§ Requirement A:
Answer these questions from the text about the James family and Shopville:
(i) In what year was the house rebuilt?
(ii) On which creek did John M. James settle the land that became Shopville?
(iii) What church did Rev. James later found?
§ Requirement B: Output, word for word, the part of the text about the James family and Shopville that begins at the words "This house built" and stops after the words "44th verce (sic)".

This house built in 1816 was
123 years old when rebuilt in 1938.
Jesse James Funeral (illegible)
Rev. J.M. Martins (illegible)
I have chosen this day
24th chapter of (illegible)
44th verce (sic)
John M. James settled the land on Buck Creek that became Shopville, from two land grants he acquired in 1799. John’s son, Rev. Joseph Martin James operated a store house on nearby Flat Lick Creek, that gave the area its name.
The reference to a reverend is unclear. The text could refer to Virgie’s great-grandfather Rev. Joseph Martin James, at times referred to as Martin among his congregation, at other times referred to as Joe among his family. For many years, Rev. Joseph Martin James served as pastor of the Flat Lick Baptist Chruch, of which his father was a founder. A history of Flat Lick Church acknowledges the James in the formation and operation of the church, and also in their relationship and kinship with Frank & Jesse James. Rev. James later founded the First Baptist Church of Somerset, Kentucky, also serving there as pastor. Joseph Martin James was a very popular preacher.

§ Information supplied:
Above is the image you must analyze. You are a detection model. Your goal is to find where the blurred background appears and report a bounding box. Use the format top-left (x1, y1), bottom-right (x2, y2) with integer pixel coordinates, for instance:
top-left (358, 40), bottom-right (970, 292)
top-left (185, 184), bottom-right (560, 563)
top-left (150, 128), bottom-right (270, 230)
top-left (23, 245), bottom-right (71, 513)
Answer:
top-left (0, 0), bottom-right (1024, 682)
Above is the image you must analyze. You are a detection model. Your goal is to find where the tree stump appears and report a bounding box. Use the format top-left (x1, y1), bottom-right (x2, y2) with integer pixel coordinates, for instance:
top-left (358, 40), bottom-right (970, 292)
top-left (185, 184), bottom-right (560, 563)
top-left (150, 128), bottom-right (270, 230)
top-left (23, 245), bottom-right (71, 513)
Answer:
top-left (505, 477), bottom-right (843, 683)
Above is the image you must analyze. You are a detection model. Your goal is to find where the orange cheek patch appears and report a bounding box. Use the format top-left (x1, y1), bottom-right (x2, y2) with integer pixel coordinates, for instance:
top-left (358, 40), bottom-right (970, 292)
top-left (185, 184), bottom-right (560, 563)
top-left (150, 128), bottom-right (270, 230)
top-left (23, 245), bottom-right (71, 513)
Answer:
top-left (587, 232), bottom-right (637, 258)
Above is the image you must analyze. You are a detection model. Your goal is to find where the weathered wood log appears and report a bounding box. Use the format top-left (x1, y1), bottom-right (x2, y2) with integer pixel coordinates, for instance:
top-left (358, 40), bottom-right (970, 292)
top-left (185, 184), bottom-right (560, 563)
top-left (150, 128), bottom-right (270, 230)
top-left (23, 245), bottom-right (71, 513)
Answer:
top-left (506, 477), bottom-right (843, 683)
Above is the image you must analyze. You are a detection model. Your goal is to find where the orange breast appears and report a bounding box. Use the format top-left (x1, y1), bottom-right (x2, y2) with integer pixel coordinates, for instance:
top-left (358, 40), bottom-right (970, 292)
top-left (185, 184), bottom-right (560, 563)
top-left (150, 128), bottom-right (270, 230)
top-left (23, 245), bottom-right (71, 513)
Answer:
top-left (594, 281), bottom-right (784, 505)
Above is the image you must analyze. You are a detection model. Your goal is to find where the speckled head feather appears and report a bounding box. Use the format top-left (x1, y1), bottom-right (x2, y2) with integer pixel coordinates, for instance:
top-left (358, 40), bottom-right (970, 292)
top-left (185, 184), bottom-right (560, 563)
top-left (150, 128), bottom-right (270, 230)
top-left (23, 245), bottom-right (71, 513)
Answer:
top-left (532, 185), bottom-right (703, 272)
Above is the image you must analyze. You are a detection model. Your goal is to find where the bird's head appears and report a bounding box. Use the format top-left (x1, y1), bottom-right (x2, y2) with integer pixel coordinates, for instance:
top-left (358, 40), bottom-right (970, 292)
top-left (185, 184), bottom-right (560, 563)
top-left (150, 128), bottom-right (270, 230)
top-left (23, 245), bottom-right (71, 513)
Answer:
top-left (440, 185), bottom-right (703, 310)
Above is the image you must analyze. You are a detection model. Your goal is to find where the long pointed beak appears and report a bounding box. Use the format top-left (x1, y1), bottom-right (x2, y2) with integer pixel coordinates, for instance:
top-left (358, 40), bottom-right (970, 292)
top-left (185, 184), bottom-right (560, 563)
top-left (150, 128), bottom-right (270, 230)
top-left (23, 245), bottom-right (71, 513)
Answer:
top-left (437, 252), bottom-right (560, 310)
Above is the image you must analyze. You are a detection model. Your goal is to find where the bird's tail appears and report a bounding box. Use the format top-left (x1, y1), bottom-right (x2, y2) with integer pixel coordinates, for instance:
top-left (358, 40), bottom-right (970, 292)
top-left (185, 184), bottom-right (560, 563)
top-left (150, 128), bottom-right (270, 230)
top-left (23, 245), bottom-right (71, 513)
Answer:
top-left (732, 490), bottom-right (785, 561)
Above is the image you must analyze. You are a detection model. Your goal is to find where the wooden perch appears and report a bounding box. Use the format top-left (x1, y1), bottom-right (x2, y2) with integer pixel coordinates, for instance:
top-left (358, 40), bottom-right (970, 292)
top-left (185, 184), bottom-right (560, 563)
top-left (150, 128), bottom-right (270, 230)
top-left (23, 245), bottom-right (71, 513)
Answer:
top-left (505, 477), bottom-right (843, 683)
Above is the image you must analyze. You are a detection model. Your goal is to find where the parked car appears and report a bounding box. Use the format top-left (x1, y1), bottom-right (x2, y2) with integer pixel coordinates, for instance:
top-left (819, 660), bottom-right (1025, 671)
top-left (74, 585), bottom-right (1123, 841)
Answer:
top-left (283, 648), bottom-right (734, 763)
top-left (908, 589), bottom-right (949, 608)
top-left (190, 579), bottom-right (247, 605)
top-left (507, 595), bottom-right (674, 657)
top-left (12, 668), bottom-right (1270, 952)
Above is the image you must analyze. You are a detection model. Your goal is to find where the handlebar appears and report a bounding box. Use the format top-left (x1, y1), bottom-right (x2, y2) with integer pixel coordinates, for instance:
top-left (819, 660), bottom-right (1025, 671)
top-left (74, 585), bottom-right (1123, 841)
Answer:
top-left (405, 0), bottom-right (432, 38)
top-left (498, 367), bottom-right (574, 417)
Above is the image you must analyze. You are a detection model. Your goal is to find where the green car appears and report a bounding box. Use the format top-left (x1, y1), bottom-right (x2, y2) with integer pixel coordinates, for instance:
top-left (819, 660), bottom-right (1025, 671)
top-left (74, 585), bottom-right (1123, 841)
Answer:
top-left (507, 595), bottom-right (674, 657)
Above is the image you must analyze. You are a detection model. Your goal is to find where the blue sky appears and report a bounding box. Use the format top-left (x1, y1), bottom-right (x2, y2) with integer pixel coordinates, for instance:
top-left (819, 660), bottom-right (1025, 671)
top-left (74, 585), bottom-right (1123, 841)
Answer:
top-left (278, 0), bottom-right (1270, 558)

§ Final answer A:
(i) 1938
(ii) Buck Creek
(iii) The First Baptist Church of Somerset, Kentucky

§ Final answer B:
This house built in 1816 was
123 years old when rebuilt in 1938.
Jesse James Funeral (illegible)
Rev. J.M. Martins (illegible)
I have chosen this day
24th chapter of (illegible)
44th verce (sic)